> Set problem
Identify each line of the material that contains the string "egret" and copy those lines in full. Case counts.

> Record excerpts
• • • •

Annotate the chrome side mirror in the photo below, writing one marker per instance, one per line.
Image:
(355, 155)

• • • •

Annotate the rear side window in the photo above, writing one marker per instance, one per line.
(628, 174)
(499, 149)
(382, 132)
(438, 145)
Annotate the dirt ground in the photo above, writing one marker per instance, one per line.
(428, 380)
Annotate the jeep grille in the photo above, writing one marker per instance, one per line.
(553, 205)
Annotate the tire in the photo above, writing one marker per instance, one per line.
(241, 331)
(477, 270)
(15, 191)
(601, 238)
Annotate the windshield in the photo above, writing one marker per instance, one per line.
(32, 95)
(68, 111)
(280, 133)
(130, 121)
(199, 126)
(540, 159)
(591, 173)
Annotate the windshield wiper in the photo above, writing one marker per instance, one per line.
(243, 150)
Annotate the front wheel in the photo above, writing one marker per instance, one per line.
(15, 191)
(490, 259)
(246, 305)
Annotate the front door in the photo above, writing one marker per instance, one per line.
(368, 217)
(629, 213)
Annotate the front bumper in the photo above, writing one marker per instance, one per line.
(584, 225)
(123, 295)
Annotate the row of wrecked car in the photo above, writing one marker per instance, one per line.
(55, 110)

• • • •

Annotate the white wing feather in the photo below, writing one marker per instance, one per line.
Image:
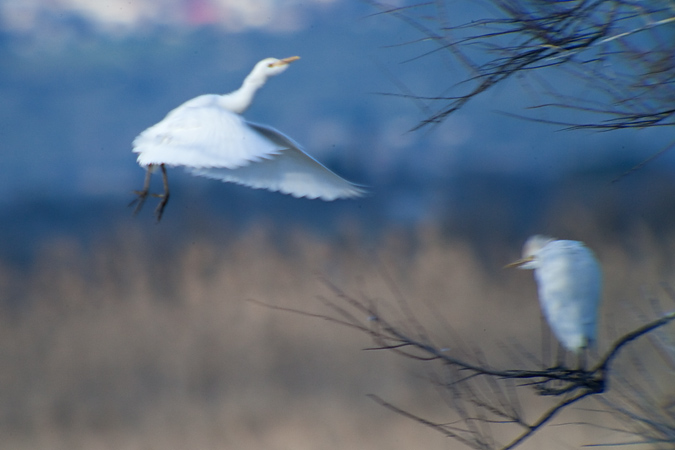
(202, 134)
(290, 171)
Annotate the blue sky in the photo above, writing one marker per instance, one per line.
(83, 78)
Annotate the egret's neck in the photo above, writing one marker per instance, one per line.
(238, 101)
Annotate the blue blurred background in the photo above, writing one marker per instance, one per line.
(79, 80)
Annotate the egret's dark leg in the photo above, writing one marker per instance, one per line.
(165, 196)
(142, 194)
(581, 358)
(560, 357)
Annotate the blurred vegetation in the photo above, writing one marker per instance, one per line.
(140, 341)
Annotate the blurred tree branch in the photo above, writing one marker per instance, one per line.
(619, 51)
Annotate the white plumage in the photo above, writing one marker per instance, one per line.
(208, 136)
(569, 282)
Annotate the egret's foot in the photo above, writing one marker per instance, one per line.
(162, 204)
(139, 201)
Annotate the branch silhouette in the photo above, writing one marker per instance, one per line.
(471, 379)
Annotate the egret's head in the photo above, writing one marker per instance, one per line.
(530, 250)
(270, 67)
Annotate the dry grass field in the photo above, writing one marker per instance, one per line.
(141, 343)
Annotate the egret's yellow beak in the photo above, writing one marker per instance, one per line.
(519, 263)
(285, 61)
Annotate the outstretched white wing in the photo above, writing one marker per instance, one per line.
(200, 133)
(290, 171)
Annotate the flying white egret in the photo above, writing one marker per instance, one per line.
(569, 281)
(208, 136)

• • • •

> Output for this task
Annotate the egret's neck in the photo above, writing one marker per instance, one per line.
Annotate the egret's dark leg in the photo above, writing one marker per instance, one per line.
Annotate the egret's foot in the photo above, writing one marker per instance, one per line.
Annotate the egret's head in the photo above, writing one marker per instance, one per line.
Annotate the egret's yellow beak in the photo above, writing one marker per instance, one per line.
Annotate the flying white egret in the photo above, writing one marker per instance, one per line.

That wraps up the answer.